_INPUT FOR THIS TASK_.
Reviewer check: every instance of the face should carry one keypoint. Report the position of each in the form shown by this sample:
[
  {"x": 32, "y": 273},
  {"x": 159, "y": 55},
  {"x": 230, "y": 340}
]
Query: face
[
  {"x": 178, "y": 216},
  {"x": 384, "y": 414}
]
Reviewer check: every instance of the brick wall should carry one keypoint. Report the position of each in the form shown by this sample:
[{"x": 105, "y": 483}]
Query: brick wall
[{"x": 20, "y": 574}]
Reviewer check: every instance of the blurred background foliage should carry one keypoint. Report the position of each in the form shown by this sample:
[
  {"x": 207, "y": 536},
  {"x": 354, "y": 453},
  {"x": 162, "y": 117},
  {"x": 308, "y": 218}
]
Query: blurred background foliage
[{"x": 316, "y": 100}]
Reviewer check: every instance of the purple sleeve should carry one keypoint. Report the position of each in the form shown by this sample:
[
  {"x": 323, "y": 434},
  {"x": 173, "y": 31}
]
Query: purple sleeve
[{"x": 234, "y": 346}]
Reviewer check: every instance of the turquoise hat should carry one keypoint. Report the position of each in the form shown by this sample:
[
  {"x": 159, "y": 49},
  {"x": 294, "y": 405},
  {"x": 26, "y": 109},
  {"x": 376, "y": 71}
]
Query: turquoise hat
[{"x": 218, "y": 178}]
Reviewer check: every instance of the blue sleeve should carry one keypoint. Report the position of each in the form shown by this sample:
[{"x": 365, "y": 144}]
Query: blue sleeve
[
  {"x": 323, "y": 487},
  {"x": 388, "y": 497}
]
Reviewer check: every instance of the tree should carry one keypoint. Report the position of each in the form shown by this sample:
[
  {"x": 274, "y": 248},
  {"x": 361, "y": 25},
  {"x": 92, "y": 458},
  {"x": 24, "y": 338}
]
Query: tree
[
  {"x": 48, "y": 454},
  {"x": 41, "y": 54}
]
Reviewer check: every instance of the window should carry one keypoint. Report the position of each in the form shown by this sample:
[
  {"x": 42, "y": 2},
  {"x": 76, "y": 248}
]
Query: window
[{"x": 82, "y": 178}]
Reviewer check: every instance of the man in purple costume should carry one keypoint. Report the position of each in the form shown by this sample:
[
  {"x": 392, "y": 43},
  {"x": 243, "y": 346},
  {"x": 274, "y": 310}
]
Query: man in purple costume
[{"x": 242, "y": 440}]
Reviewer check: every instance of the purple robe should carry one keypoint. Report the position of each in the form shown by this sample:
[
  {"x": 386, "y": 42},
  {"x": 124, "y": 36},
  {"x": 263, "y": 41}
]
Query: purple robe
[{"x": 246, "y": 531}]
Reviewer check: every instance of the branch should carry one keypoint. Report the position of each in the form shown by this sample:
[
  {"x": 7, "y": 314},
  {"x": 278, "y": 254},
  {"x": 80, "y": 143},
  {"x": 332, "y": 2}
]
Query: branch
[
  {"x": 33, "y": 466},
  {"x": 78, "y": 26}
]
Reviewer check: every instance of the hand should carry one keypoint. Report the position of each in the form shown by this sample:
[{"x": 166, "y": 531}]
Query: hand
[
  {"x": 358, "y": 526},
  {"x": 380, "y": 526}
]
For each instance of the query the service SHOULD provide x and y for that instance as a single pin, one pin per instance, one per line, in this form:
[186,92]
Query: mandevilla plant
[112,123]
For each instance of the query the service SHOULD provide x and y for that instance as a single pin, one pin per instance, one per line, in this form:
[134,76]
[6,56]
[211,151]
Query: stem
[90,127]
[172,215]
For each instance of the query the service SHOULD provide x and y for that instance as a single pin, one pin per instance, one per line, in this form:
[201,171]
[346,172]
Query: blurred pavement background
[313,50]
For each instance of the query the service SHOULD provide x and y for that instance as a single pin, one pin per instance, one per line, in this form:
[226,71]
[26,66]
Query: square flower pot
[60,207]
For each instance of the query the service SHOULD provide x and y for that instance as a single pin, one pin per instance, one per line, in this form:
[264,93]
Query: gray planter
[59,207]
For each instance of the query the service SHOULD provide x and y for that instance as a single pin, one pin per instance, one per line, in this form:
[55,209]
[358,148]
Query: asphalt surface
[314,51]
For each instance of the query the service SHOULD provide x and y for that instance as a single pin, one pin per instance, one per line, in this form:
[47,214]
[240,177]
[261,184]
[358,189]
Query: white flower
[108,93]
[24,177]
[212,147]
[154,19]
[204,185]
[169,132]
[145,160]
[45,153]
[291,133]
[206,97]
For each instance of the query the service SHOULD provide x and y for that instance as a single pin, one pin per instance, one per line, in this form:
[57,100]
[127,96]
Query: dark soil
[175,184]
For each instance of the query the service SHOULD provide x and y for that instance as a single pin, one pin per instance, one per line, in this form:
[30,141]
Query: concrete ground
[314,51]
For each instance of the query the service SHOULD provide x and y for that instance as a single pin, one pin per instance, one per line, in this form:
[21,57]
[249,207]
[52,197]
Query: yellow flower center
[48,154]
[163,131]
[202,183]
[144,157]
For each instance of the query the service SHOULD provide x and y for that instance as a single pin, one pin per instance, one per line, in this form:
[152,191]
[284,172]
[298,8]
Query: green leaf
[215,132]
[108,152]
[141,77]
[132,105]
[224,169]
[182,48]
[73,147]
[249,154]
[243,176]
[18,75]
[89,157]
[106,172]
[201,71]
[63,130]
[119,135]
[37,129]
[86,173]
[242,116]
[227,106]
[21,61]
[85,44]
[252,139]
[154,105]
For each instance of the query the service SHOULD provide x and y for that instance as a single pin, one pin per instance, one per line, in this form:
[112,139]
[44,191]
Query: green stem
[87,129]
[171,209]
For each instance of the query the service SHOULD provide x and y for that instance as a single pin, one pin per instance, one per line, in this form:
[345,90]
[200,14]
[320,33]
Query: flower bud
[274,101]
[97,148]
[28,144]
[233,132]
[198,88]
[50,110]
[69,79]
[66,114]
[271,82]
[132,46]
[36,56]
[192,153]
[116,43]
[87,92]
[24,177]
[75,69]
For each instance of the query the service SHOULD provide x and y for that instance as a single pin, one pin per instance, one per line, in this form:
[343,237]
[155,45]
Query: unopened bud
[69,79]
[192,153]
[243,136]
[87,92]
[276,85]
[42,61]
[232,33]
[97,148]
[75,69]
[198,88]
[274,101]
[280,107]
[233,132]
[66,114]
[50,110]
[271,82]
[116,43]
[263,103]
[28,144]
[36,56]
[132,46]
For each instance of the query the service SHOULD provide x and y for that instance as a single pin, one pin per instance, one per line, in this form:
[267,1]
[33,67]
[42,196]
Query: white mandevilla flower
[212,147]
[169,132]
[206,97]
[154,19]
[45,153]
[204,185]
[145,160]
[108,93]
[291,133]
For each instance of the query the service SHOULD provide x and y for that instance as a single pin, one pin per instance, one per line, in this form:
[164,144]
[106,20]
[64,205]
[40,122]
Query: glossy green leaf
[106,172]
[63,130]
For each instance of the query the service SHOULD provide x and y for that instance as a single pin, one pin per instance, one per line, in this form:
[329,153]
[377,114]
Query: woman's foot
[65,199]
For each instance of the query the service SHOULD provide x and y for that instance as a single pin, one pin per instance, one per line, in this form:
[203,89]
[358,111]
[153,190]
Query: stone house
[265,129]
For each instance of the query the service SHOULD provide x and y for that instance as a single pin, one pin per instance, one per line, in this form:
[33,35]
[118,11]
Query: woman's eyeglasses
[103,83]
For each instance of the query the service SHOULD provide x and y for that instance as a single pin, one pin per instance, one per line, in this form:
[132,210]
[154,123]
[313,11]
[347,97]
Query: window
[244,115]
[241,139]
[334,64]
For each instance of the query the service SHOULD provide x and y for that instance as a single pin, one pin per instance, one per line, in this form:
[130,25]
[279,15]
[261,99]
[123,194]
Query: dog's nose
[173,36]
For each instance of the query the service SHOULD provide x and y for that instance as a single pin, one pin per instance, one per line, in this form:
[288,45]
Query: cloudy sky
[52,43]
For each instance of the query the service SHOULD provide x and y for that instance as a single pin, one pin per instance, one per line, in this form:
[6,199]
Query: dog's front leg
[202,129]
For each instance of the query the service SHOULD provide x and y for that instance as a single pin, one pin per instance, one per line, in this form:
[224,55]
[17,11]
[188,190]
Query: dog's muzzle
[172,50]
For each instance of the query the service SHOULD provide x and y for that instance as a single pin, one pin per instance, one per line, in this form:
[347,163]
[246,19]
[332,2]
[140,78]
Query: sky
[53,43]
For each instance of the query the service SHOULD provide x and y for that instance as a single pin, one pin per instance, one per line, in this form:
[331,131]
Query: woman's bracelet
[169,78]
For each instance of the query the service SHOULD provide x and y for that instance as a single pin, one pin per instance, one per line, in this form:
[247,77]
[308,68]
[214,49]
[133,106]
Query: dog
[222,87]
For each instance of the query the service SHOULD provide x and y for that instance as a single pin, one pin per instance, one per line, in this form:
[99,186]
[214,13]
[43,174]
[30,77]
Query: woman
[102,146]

_ACTION ITEM_. If a line in the entries includes the word "every", copy that line out.

_TASK RESULT_.
Reviewer check: every instance of the face should carry one keypoint. Report the position of each in the form shown by this sample:
Reviewer check: every instance of the brick wall should carry one keypoint. Report the position of each in the form shown by this sample:
Reviewer check: every instance of the blurred background foliage should carry one keypoint. Report the position of each in the form shown by this sample:
Reviewer check: every instance of the purple sleeve should carry one keypoint. Report the position of each in the form shown by this sample:
Reviewer check: every instance of the turquoise hat should carry one keypoint. Report the position of each in the form shown by this sample:
Reviewer check: every instance of the blue sleeve should carry one keypoint. Report the position of each in the form shown by this sample:
Reviewer check: every instance of the tree should carry one keypoint. Report the position of each in the form shown by this sample:
Reviewer check: every instance of the window should carry one keypoint. Report the position of each in the form shown by this sample:
Reviewer check: every instance of the man in purple costume should carry one keypoint. Report the position of each in the form shown by this sample:
Reviewer check: every instance of the purple robe should carry one keypoint. Report the position of each in the form shown by this sample:
Reviewer check: every instance of the branch should carry one keypoint. Report the position of each in the form shown by this sample:
Reviewer check: every instance of the hand should carry one keypoint. Report the position of each in the form shown by this sample:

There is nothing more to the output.